● **What is required**: Give the data below again exactly as it stands. Omit the pictures.

● **Excerpted records**:
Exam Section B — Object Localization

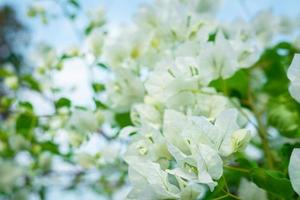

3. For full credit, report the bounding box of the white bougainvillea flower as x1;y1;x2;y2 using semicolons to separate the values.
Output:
163;109;251;157
145;61;199;105
130;103;161;128
288;148;300;195
287;54;300;103
145;56;214;106
0;160;23;192
194;144;223;190
163;109;192;154
187;87;231;120
251;10;280;47
125;157;181;199
126;156;206;200
197;31;239;80
68;109;104;133
162;109;250;189
106;68;145;112
166;143;220;191
85;28;105;57
104;27;154;69
75;152;96;169
231;39;259;68
211;109;251;156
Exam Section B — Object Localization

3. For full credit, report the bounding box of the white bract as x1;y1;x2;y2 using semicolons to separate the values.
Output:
287;54;300;103
106;68;145;112
289;148;300;196
68;109;104;133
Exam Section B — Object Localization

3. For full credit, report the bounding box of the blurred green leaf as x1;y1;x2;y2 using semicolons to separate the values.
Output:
210;69;250;99
19;101;33;111
251;168;294;198
94;98;108;109
55;97;71;109
96;62;109;69
267;94;300;137
92;82;105;93
0;69;12;77
68;0;80;8
16;112;37;135
40;141;60;154
115;112;132;127
21;74;41;91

● **Answer to the problem**:
Exam Section B — Object Localization


3. For full credit, report the bounding box of the white bougainvillea flower as x1;y1;x2;y2 using semicolons to separate the values.
Output:
163;109;251;157
145;61;199;105
130;103;161;128
288;148;300;195
287;54;300;103
145;56;214;106
0;160;23;192
194;144;223;190
163;109;192;154
187;87;231;120
251;10;280;47
125;157;181;199
126;156;206;200
197;31;239;80
68;109;104;133
162;109;250;189
106;68;145;112
166;143;220;191
85;28;105;57
104;27;154;69
75;152;96;169
231;39;259;68
211;109;251;156
Exam Section B — Object Localization

3. For full credit, report the bounding box of the white bract as x1;y1;x2;y2 using semicolons to separate the values.
Output:
287;54;300;103
106;68;145;112
289;148;300;196
68;109;104;133
Exam Section B — Object Localization

3. For full credit, report the bounding box of the blurred green leaf as x1;y1;x2;y2 using semicolons to separate the values.
Output:
210;69;250;99
19;101;33;111
251;168;294;198
94;98;108;109
55;97;71;109
96;62;109;69
267;94;300;137
92;82;105;93
0;69;12;77
68;0;80;8
16;112;37;135
40;141;60;154
115;112;132;127
21;74;41;91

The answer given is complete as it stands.